RECORDS FOR THIS TASK:
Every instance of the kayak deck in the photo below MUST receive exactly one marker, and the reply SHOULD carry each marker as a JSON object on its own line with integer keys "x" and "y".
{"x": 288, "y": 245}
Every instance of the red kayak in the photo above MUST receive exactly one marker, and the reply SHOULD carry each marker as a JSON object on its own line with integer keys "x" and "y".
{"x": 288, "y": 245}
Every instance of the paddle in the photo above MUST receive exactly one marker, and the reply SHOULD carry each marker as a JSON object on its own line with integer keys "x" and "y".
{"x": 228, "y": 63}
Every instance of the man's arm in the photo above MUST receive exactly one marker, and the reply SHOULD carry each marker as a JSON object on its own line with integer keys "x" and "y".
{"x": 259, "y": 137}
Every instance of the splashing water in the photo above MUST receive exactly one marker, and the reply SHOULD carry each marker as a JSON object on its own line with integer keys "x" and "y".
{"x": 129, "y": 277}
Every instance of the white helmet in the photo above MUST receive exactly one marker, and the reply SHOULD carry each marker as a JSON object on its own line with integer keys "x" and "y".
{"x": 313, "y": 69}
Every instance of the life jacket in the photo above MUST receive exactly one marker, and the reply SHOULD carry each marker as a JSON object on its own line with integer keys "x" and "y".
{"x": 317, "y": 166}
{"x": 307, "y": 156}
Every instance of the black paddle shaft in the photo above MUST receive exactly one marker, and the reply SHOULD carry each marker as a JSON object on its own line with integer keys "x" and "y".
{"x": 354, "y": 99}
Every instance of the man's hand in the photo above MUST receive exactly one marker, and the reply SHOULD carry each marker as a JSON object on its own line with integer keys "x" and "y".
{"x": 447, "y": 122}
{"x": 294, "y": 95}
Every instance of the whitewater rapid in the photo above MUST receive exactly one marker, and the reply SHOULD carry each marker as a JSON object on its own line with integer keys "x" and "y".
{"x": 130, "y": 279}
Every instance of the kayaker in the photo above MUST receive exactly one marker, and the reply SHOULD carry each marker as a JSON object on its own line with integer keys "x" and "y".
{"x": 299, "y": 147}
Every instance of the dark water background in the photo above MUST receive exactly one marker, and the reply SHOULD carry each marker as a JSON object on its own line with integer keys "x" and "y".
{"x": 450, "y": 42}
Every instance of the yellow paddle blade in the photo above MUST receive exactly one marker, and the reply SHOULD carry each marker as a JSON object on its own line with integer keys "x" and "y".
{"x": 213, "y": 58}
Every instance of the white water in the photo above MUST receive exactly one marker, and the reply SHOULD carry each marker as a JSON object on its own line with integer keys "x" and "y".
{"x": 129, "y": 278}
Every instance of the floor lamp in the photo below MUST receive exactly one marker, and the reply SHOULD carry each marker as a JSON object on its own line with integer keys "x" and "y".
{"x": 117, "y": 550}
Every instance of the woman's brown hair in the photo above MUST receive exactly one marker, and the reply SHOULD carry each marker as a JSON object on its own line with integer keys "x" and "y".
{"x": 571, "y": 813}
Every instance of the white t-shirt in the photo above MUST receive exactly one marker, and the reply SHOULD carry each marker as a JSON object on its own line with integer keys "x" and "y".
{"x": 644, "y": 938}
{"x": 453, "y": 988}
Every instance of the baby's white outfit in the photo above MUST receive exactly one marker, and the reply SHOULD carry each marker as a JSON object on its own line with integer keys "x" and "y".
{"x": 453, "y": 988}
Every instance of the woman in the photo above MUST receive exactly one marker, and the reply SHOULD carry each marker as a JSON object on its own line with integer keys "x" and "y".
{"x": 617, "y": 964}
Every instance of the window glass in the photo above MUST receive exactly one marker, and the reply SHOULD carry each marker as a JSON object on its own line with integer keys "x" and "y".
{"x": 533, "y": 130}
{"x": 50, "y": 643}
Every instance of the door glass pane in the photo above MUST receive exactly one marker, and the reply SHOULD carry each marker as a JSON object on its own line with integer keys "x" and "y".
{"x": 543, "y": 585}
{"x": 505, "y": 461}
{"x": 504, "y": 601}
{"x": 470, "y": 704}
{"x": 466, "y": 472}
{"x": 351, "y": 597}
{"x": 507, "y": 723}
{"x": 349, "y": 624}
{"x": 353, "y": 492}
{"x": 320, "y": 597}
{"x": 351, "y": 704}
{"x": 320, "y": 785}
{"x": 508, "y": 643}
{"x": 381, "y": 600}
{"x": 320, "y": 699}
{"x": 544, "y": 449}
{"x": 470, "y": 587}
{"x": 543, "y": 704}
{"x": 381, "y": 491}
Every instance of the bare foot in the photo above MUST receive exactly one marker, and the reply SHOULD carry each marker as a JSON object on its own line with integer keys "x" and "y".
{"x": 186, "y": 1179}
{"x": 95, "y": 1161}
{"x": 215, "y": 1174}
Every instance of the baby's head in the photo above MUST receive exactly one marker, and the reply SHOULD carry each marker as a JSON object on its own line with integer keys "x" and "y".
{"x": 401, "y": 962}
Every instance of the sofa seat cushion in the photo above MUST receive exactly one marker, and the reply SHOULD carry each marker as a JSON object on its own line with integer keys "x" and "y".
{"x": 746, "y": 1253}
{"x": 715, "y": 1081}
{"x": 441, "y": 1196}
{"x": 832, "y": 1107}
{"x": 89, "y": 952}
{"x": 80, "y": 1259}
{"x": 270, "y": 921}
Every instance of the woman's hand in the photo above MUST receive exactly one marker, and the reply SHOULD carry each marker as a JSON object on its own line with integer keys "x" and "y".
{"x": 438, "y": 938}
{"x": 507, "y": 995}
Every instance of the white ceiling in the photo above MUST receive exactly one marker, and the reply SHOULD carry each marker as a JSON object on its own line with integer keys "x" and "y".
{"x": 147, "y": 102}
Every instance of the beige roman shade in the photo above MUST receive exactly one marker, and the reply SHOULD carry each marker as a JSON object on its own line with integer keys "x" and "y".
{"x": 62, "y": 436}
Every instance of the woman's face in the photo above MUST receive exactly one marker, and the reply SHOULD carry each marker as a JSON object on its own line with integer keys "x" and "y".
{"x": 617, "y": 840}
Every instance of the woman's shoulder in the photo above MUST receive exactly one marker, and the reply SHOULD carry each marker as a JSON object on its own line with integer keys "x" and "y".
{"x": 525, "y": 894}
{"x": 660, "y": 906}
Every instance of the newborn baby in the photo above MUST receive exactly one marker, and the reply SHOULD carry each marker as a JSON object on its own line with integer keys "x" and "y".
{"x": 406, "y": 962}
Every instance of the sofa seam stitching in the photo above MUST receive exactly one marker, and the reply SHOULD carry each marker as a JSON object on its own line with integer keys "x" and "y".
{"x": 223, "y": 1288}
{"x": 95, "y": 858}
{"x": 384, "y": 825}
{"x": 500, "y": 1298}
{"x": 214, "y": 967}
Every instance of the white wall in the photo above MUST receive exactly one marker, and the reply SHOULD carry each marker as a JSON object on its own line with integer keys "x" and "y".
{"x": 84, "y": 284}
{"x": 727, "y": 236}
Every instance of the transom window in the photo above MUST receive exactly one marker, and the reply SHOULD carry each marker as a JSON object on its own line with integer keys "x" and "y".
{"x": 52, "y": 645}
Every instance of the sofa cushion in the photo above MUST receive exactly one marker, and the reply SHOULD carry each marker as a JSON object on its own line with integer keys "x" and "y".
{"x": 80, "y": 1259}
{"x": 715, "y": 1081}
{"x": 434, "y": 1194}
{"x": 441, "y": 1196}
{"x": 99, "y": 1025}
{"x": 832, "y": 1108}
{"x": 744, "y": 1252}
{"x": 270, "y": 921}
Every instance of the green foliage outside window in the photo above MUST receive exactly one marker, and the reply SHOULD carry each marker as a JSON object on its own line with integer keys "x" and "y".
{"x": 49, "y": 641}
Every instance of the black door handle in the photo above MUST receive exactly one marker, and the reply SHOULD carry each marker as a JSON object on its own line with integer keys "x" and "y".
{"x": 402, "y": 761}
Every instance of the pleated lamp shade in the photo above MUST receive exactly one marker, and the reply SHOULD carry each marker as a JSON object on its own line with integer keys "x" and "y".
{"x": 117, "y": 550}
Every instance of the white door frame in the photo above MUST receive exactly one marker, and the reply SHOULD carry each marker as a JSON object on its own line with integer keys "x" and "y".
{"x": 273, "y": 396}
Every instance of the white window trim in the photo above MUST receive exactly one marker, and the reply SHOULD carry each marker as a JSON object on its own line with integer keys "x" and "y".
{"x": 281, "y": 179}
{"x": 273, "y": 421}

WHAT TO PRODUCE: Copy exactly the lines from the one containing "Every instance of the white door" through the last line of the records, both included, and nothing else.

WRITTEN ANSWER:
Every instance of the white door frame in the photo above MUST receive exactly one marker, and the reply SHOULD carry each marker as a JSON object on its own line with integer keys "x" and "y".
{"x": 273, "y": 396}
Every instance of the white window trim in the photo above MUST receive exactly one marker, and the reply SHOULD carry each marker as a JSON object on its own line with integer keys "x" and "y".
{"x": 281, "y": 179}
{"x": 273, "y": 421}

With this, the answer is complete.